● Provided text
◆ ◆ ◆ ◆ ◆

Five children, belonging to one family, were killed in a rain-triggered landslide in the south-eastern Bangladeshi district of Cox’s Bazar, Police confirmed the deaths on Wednesday.
Officer Hafizur Rahman said rescuers found the bodies of three boys and two girls, all from the same family and aged between 16 and five.
The children bodies were buried in their tin-roofed home beneath the mud beside a small mountain in the early hours in Teknaf sub-district.
The parents of the children survived with injuries, and were rushed to a local hospital, he said.
The officer added that heavy rain in the area caused the mudslide.
The site is located more than 300 kilometres southeast of the capital Dhaka.
Five Rohingya Muslims were killed in a similar landslide at a refugee camp in the neighbouring Ukhiya sub-district on Tuesday as the southeast experienced heavy rain in the last three days.
Cox’s Bazar experienced 250 millimetres of rainfall in the last 48 hours ended on Wednesday morning, according to Bangladesh’s meteorological department.

◆ ◆ ◆ ◆ ◆

Stored data:
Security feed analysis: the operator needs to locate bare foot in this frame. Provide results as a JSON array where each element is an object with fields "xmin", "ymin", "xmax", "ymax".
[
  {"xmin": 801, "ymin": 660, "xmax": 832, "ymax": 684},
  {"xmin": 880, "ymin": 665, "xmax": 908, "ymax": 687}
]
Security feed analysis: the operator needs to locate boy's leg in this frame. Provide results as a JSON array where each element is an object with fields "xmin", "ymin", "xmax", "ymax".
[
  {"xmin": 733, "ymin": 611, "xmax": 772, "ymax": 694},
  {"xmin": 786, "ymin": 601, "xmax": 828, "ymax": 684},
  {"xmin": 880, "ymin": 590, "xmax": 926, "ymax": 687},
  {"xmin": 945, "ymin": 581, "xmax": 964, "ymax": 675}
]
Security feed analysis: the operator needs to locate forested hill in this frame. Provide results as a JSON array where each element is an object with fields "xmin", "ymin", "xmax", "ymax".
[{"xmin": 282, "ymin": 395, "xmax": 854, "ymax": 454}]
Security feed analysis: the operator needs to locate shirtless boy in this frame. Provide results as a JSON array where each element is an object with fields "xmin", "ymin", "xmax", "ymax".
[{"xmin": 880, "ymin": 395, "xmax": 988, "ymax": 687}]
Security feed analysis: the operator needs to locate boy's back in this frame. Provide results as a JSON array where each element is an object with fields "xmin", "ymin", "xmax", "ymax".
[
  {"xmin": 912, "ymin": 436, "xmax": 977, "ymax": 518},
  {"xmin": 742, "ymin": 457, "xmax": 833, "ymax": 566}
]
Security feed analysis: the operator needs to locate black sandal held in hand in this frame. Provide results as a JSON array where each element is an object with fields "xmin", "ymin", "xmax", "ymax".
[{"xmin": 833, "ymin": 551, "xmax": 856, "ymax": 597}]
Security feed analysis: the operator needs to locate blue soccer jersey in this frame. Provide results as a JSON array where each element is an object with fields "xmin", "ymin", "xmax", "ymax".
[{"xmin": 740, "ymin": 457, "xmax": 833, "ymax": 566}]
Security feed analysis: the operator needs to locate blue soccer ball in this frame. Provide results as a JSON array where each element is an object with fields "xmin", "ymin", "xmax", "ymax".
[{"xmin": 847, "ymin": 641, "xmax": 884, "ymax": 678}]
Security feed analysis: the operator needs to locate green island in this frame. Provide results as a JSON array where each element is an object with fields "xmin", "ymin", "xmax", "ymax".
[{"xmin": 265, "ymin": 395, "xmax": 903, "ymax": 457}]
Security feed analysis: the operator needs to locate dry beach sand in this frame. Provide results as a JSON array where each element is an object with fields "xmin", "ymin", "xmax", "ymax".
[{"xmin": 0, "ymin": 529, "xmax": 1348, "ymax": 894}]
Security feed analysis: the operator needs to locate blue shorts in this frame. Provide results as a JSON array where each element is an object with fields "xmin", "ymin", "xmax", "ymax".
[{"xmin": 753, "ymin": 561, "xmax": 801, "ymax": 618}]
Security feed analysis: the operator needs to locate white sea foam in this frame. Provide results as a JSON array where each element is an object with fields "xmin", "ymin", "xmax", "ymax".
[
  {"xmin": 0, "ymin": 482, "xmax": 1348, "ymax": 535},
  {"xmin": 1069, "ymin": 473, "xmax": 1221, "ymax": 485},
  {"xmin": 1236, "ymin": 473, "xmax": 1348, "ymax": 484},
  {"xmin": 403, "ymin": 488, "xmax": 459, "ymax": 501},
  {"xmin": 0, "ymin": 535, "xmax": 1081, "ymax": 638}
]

◆ ◆ ◆ ◆ ◆

● To do
• A. Copy the passage of the landslide report that begins at the words "The children bodies" and stops after "hospital, he said.", substituting "bamboo" for "tin-roofed".
• B. Name every district, sub-district and city that the landslide report mentions.
• C. Based on the landslide report, decide whether each statement is correct: (i) The parents of the children were killed in the landslide. (ii) The landslide at the refugee camp in Ukhiya happened on Tuesday. (iii) Cox’s Bazar received 250 millimetres of rain over 48 hours.

● Results
• A.
The children bodies were buried in their bamboo home beneath the mud beside a small mountain in the early hours in Teknaf sub-district.
The parents of the children survived with injuries, and were rushed to a local hospital, he said.

• B. Cox’s Bazar, Teknaf, Ukhiya, Dhaka

• C.
(i) No: "The parents of the children survived with injuries"
(ii) Yes: "in the neighbouring Ukhiya sub-district on Tuesday"
(iii) Yes: "Cox’s Bazar experienced 250 millimetres of rainfall in the last 48 hours"